EXTRACT TO READ:
---+---
It is to deny what the history of the world tells us is true, to suppose that men of ambition and talents will not continue to spring up amongst us. And, when they do, they will as naturally seek the gratification of their ruling passions, as others have so done before them. The question then, is, can that gratification be found in supporting and maintaining an edifice that has been erected by others? Most certainly it cannot. Many great and good men sufficiently qualified for any task they should undertake, may ever be found, whose ambition would aspire to nothing beyond a seat in Congress, a gubernatorial or a presidential chair; but such belong not to the family of the lion, or the tribe of the eagle,[.] What! think you these places would satisfy an Alexander, a Caesar, or a Napoleon? Never! Towering genius disdains a beaten path. It seeks regions hitherto unexplored. It sees no distinction in adding story to story, upon the monuments of fame, erected to the memory of others. It denies that it is glory enough to serve under any chief. It scorns to tread in the footsteps of any predecessor, however illustrious. It thirsts and burns for distinction; and, if possible, it will have it, whether at the expense of emancipating slaves, or enslaving freemen.
It is for such reasons that men like William James, one of the world's eminent philosophers at the end of the nineteenth century, who foresaw with foreboding the transition from a century of relative peace to one of total war, sought to find a moral equivalent for war to engage human energies and ambitions.
More than two generations later, we humans, sadder and perhaps wiser, have adopted a different equivalent of war in the form of sport -- local, national and international -- to engage those human urges, passions and ambitions which were formerly devoted to the battlefield. However pleasurable, sport is not exactly the moral equivalent of war but if less noble, it may be an even better one.
Our century has indeed been the century of total war. Its first generation from 1914 through 1945 witnessed two global wars whose scope and human cost were unequalled in history. These wars brought with them a totality of involvement and destruction which only the new technologies of modernity could make possible. In their wake they brought revolutionary totalitarianism to scourge the world -- Fascism, Nazism, Communism. It was a generation in which the periods of so-called peace witnessed so-called limited wars and mass killings hardly less extensive than those of the two world wars.
The second generation of the twentieth century, from 1946 to 1976, was informed by a Cold War between the two Great Powers and their allies which also extended worldwide, punctured by several limited "hot war" confrontations between those powers or their clients. Yet that generation also witnessed the decolonization of what came to be known as the Third World. And the Cold War, however unpleasant, was confined and generally kept from becoming hot.
Now we are in the third and final generation of this century. Since 1977, the trend has been toward ending the Cold War and related conflicts, great and small, a trend that reached new heights in the late 1980s with glasnost and perestroika, the self-liberation of Eastern Europe, East-West rapprochement and serious moves towards disarmament, the breakup of the Soviet Union, and the settling of various outstanding regional conflicts tied in one way or another to the Cold War. For a moment we seem to be at a springtime for the world when peace may indeed be within our grasp. There will indeed be setbacks in the dismantling of totalitarianism and other anti-peace forces. But the air is full of promise, a promise which we must transform into fulfillment. To reach that fulfillment we must address people's minds, their cultures, and their institutions.
---+---
JOB 1: List each line in the records below that includes the word "white".
---+---
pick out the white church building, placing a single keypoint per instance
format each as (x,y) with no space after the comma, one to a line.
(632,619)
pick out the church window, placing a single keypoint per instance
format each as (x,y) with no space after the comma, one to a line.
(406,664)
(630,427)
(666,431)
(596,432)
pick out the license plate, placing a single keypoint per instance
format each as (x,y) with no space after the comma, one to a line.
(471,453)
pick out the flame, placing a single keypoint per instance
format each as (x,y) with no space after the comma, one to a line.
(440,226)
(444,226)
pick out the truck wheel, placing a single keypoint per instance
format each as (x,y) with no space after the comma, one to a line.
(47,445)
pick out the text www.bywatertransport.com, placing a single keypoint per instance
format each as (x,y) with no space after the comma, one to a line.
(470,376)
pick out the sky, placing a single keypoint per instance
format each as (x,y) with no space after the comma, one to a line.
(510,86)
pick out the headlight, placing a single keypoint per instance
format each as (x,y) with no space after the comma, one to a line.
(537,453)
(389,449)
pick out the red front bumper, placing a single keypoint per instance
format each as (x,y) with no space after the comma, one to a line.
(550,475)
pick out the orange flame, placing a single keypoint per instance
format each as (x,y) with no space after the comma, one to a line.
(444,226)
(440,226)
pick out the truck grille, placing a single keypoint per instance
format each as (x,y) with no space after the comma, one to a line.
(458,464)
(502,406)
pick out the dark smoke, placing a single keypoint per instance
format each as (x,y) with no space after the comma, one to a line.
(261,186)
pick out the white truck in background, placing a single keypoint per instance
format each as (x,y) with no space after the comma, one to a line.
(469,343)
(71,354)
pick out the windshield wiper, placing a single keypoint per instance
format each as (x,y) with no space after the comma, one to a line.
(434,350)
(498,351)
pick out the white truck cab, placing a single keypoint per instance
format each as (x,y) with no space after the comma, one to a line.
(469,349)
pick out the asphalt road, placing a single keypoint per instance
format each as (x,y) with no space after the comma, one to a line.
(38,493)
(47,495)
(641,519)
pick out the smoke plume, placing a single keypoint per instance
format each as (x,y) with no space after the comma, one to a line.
---+---
JOB 2: Reproduce word for word the part of the passage on war and ambition above that starts at the words "More than two" and ends after "even better one.".

EXERCISE RESULT 1:
pick out the white church building, placing a single keypoint per instance
pick out the white truck in background, placing a single keypoint per instance
pick out the white truck cab, placing a single keypoint per instance

EXERCISE RESULT 2:
More than two generations later, we humans, sadder and perhaps wiser, have adopted a different equivalent of war in the form of sport -- local, national and international -- to engage those human urges, passions and ambitions which were formerly devoted to the battlefield. However pleasurable, sport is not exactly the moral equivalent of war but if less noble, it may be an even better one.